(Saved entries)
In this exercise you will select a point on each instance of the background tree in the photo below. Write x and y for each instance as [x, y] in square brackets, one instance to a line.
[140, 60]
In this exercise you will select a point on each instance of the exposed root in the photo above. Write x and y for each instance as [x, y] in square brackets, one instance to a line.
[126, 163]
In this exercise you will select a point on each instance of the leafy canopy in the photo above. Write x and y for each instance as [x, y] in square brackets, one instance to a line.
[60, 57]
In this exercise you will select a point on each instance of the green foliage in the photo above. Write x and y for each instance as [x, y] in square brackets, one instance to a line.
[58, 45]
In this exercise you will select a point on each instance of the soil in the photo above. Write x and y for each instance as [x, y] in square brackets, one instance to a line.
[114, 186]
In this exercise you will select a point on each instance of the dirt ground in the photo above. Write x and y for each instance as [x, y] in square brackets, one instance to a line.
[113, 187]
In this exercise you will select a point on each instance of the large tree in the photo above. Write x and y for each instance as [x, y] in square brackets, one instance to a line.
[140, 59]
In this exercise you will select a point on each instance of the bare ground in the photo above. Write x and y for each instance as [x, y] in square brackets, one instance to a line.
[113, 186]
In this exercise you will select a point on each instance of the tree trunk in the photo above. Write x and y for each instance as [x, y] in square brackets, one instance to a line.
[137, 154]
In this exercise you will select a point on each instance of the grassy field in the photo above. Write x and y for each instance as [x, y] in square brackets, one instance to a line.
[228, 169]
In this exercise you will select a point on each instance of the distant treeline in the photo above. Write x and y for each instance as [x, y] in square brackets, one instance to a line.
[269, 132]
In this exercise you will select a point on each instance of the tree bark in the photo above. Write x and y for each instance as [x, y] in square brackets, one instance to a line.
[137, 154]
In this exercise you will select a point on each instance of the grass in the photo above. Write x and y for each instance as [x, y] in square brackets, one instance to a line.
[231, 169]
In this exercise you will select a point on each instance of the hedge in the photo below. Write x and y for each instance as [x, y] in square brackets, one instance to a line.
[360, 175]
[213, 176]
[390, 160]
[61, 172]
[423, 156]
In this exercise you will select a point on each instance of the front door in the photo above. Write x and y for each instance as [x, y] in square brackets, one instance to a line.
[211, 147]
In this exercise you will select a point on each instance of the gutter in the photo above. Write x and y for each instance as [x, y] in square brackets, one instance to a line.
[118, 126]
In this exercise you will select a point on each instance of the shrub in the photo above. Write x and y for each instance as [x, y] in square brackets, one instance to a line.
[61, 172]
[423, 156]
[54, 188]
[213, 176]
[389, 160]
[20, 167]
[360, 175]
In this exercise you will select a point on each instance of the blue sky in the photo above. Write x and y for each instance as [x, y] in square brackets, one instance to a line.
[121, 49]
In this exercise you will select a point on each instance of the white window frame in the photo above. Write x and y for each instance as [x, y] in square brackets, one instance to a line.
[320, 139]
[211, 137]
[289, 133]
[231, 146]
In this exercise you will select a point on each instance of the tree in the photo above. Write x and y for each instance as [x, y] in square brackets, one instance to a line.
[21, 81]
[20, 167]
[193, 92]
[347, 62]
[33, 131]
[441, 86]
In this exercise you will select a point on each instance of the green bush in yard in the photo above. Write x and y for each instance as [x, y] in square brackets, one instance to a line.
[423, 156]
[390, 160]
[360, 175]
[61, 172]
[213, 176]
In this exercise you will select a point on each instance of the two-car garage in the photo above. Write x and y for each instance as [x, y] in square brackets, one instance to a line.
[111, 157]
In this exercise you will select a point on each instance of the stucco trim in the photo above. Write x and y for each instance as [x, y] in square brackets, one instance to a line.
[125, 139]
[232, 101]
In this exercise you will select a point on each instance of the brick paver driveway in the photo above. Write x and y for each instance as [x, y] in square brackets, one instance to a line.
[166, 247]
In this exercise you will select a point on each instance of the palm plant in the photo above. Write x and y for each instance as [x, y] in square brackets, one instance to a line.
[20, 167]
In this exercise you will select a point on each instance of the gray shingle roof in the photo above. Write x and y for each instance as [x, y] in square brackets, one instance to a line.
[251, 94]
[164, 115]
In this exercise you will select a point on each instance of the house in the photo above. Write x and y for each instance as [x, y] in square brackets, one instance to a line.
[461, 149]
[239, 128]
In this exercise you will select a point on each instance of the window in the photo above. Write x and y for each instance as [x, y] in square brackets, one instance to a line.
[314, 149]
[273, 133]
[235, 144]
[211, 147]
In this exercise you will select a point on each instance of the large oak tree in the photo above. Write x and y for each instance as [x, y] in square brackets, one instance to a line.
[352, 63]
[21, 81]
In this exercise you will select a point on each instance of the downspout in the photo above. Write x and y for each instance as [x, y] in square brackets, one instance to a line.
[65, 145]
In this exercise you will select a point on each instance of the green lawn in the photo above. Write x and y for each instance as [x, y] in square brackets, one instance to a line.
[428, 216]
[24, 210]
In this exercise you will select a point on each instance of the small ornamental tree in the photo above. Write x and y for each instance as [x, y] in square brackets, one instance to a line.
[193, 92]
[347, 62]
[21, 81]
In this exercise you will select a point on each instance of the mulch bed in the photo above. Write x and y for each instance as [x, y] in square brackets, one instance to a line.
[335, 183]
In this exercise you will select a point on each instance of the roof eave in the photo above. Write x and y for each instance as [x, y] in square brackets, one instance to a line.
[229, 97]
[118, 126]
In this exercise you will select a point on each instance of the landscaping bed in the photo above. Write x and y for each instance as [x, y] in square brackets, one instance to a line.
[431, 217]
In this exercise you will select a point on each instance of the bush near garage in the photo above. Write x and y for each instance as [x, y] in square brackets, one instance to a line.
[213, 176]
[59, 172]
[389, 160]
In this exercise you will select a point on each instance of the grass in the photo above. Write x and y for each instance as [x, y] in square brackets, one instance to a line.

■ ACTIVITY
Transcribe all the data word for word, as it appears above.

■ PROBLEM SOLUTION
In this exercise you will select a point on each instance of the background tree in the photo below. Write x and y for each instance as [x, y] in square brackets, one instance to a line.
[140, 60]
In this exercise you will select a point on each instance of the exposed root in the photo above. Write x and y for each instance as [x, y] in square brackets, one instance to a line.
[126, 163]
In this exercise you will select a point on each instance of the leafy canopy in the photo above. Write x and y for each instance as [x, y] in square brackets, one instance to a line.
[60, 57]
In this exercise you will select a point on each instance of the green foliage in the photo above. Write x and y for each instance as [x, y] in square brackets, one instance to a line.
[58, 45]
In this exercise you will select a point on each instance of the soil in the photo above. Write x and y for each instance as [x, y] in square brackets, one instance to a line.
[114, 186]
In this exercise you will select a point on each instance of the dirt ground in the photo above. Write x and y for each instance as [x, y] in square brackets, one instance to a line.
[113, 187]
In this exercise you will select a point on each instance of the large tree in the photo above. Write x and y for each instance as [x, y] in square brackets, one instance to a line.
[140, 59]
In this exercise you will select a point on each instance of the bare ground in the photo above. Write x and y for each instance as [x, y] in square brackets, one instance to a line.
[113, 186]
In this exercise you will select a point on each instance of the tree trunk in the photo above. Write x and y for each instance as [x, y] in square brackets, one instance to a line.
[137, 154]
In this exercise you will select a point on each instance of the grassy field in the photo above. Write x and y for each instance as [x, y] in square brackets, one instance to a line.
[228, 169]
In this exercise you will select a point on each instance of the distant treeline in the photo above. Write x and y for each instance as [x, y] in square brackets, one instance to a line.
[269, 132]
In this exercise you will select a point on each instance of the tree bark in the photo above. Write x and y for each instance as [x, y] in square brackets, one instance to a line.
[137, 154]
In this exercise you will select a point on each instance of the grass in the photo above. Write x and y for each instance as [x, y] in square brackets, one instance to a line.
[231, 169]
In this exercise you will select a point on each instance of the hedge in the photo below. Write x and y for each instance as [x, y] in square brackets, one instance to a line.
[360, 175]
[213, 176]
[390, 160]
[61, 172]
[423, 156]
In this exercise you will select a point on each instance of the front door in the photo above. Write x and y for each instance as [x, y] in square brackets, one instance to a line.
[211, 147]
In this exercise you will select a point on each instance of the gutter in the photo above. Write x and y for each instance as [x, y] in square brackets, one instance to a line.
[118, 126]
In this exercise you will select a point on each instance of the shrub in the photo above. Write x and y for each instance as [x, y] in square brackets, one instance to a line.
[61, 172]
[423, 156]
[54, 188]
[213, 176]
[389, 160]
[20, 167]
[360, 175]
In this exercise you will select a point on each instance of the blue sky in the photo above. Write x and y for each instance as [x, y] in square brackets, one instance to a line.
[121, 49]
In this exercise you will select a point on each instance of the white window frame in the photo above. Write x and y for each instance as [x, y] in square brackets, one instance to a line.
[320, 139]
[211, 137]
[289, 133]
[231, 146]
In this exercise you will select a point on each instance of the tree in the photo above. Write x and y for each instance as [x, y] in square brackets, one instance to a line.
[21, 81]
[20, 167]
[193, 92]
[347, 62]
[33, 131]
[441, 86]
In this exercise you will select a point on each instance of the green bush in yard in the photo above. Write x and y for each instance as [x, y] in square brackets, one instance to a line.
[423, 156]
[390, 160]
[360, 175]
[61, 172]
[213, 176]
In this exercise you will select a point on each instance of the two-car garage in the photo above. Write x and y for each instance as [x, y] in square brackets, one instance to a line.
[111, 157]
In this exercise you will select a point on each instance of the stucco trim in the photo above. Write x and y for each instance as [x, y] in square brackets, one instance to a line.
[125, 139]
[232, 101]
In this exercise you will select a point on each instance of the brick paver driveway in the photo above. Write x and y for each instance as [x, y] in square brackets, one instance to a line.
[166, 247]
In this exercise you will select a point on each instance of the palm plant in the photo above. Write x and y for each instance as [x, y] in square brackets, one instance to a line.
[20, 167]
In this exercise you will select a point on each instance of the gray shingle roof in the photo above. Write x and y for each instance as [x, y] in square brackets, one instance to a line.
[251, 94]
[164, 115]
In this exercise you will select a point on each instance of the house in the photo above. Write x and y for each instance as [x, y] in square brackets, one instance to a line.
[461, 149]
[239, 128]
In this exercise you will select a point on each instance of the window in the photo above. Write x and y for each instance as [x, y] in square brackets, one instance to a line.
[314, 149]
[273, 133]
[235, 144]
[211, 147]
In this exercise you will select a point on each instance of the large oak tree in the photo above. Write x and y for each instance as [x, y] in square brackets, one instance to a line.
[352, 63]
[21, 81]
In this exercise you will select a point on each instance of the downspout in the photo above. Write x and y for each instance as [x, y] in square brackets, one instance to a line.
[65, 145]
In this exercise you will select a point on each instance of the green lawn in the photo above. Write x and y for each instance as [x, y] in square brackets, one instance to a line.
[428, 216]
[24, 210]
In this exercise you will select a point on each instance of the small ornamental tree in the photo above. Write x and y for each instance as [x, y] in square brackets, one instance to a line.
[193, 92]
[347, 62]
[21, 81]
In this exercise you will select a point on each instance of the mulch bed in the photo above. Write x and y for each instance as [x, y] in square brackets, one instance to a line.
[335, 183]
In this exercise you will select a point on each instance of the roof eave in the photo above. Write x and y for each instance as [x, y] in square brackets, one instance to a line.
[229, 97]
[118, 126]
In this exercise you will select a point on each instance of the landscaping bed in the photo above. Write x and y for each instance as [x, y] in square brackets, one instance to a line.
[431, 217]
In this exercise you will select a point on each instance of the bush near garage in the photo above. Write x and y for each instance as [x, y] in square brackets, one instance to a line.
[213, 176]
[59, 172]
[389, 160]
In this exercise you will select a point on each instance of the grass in the photo above. Write x and y for each instance as [x, y] in square brackets, one instance to a line.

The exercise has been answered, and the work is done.